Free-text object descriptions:
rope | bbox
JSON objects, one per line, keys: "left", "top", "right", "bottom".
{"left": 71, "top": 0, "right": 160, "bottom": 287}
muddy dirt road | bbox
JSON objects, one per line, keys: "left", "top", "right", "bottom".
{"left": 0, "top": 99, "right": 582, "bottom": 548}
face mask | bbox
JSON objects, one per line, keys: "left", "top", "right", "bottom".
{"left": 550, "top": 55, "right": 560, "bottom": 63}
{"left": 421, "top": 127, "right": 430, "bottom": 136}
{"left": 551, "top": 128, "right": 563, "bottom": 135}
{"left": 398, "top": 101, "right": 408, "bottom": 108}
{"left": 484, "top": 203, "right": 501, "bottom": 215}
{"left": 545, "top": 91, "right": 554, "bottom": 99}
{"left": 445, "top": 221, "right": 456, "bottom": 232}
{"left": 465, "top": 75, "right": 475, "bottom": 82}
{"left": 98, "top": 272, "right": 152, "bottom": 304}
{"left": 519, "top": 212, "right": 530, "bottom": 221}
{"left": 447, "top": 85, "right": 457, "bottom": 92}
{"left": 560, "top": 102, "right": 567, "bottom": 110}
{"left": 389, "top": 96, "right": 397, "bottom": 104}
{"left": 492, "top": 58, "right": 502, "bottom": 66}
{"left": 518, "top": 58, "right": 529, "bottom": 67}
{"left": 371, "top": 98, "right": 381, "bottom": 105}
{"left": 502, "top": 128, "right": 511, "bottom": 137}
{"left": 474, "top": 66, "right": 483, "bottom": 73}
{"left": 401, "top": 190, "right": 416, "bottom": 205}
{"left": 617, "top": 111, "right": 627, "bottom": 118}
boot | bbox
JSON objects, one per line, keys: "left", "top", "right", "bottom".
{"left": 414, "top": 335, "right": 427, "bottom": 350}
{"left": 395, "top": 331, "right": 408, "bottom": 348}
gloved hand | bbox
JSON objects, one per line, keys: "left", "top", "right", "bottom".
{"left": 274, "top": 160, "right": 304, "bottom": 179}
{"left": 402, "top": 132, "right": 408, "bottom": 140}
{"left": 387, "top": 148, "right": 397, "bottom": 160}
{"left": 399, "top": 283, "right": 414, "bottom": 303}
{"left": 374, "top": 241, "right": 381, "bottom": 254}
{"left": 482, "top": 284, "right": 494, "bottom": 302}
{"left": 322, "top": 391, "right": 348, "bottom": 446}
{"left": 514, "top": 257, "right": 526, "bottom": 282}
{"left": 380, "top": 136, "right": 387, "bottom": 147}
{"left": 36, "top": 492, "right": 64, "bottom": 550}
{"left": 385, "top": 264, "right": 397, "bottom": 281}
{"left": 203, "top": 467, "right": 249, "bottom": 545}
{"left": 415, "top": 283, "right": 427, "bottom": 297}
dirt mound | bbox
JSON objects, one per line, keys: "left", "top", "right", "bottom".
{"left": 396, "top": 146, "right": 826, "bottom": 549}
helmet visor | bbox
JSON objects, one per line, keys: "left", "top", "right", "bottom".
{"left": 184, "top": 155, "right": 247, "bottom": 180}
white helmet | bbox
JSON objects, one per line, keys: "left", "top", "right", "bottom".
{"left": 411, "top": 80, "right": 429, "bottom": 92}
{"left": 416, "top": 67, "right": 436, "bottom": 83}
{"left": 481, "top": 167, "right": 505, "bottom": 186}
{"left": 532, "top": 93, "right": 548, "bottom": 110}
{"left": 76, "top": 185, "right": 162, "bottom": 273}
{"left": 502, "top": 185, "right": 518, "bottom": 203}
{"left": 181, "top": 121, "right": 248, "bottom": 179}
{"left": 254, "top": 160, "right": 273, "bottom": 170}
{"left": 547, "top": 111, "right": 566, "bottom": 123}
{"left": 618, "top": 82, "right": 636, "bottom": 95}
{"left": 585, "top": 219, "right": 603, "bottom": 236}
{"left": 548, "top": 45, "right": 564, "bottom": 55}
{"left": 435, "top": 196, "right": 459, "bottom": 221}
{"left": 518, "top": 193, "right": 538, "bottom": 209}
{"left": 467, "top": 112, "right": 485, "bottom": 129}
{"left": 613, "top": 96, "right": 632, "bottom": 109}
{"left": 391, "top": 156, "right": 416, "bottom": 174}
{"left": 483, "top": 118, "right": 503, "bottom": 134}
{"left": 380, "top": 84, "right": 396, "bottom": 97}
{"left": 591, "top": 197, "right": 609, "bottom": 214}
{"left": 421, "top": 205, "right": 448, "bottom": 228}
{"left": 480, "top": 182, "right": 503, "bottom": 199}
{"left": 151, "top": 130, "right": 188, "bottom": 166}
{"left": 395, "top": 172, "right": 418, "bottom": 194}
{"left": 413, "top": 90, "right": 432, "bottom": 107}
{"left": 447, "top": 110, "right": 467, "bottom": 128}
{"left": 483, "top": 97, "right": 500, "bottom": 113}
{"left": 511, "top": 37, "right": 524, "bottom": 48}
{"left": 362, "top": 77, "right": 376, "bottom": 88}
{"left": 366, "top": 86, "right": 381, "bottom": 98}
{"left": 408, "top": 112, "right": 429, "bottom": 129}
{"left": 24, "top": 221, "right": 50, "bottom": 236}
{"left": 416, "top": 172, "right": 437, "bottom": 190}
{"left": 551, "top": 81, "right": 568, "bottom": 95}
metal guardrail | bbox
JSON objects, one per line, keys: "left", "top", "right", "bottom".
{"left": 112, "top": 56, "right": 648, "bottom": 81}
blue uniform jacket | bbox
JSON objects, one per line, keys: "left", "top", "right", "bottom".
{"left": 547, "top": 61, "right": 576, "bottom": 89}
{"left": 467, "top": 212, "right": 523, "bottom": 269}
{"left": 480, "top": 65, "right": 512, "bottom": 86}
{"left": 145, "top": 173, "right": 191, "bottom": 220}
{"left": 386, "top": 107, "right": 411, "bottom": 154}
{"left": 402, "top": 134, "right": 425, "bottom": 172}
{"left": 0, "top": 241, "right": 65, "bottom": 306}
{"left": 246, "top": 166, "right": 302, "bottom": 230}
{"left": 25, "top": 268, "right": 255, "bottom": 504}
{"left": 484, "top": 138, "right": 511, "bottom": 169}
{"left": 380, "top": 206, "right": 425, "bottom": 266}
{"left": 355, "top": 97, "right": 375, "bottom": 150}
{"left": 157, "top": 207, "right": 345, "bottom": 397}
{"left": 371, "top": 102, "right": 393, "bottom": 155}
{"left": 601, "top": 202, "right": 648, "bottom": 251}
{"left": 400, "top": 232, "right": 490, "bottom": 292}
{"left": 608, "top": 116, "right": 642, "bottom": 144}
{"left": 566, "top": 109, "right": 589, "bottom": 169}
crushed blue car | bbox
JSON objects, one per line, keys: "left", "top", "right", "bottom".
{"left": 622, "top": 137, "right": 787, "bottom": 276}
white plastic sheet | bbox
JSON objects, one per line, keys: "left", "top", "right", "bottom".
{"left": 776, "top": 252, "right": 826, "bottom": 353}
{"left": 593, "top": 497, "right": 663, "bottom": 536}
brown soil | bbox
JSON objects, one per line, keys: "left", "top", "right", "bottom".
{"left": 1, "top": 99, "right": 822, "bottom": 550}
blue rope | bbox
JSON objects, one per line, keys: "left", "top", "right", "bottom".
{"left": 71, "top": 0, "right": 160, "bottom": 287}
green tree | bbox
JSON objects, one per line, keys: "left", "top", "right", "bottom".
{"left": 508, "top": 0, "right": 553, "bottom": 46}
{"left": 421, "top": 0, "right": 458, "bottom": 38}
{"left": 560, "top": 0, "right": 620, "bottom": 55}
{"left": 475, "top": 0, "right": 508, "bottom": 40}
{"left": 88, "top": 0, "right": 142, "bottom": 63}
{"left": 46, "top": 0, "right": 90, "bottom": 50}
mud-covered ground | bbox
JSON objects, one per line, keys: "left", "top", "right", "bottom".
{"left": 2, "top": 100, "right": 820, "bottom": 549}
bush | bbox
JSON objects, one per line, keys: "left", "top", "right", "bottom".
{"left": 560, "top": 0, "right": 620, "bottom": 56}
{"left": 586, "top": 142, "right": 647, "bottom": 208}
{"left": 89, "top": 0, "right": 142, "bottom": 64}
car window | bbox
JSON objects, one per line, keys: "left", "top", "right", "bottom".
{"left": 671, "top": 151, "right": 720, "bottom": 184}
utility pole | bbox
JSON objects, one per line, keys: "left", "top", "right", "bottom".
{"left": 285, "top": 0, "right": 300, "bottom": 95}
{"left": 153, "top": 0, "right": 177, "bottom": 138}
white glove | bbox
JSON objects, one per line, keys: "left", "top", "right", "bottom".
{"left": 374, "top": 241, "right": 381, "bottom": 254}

# Exercise
A word-for-word copy of the entries, from the first line through the line containing "face mask | bbox", is the whole answer.

# Answer area
rope | bbox
JSON objects, one per line, keys: "left", "top", "right", "bottom".
{"left": 71, "top": 0, "right": 160, "bottom": 287}
muddy dirt road | bbox
JSON objects, one per line, keys: "left", "top", "right", "bottom".
{"left": 0, "top": 99, "right": 582, "bottom": 548}
face mask | bbox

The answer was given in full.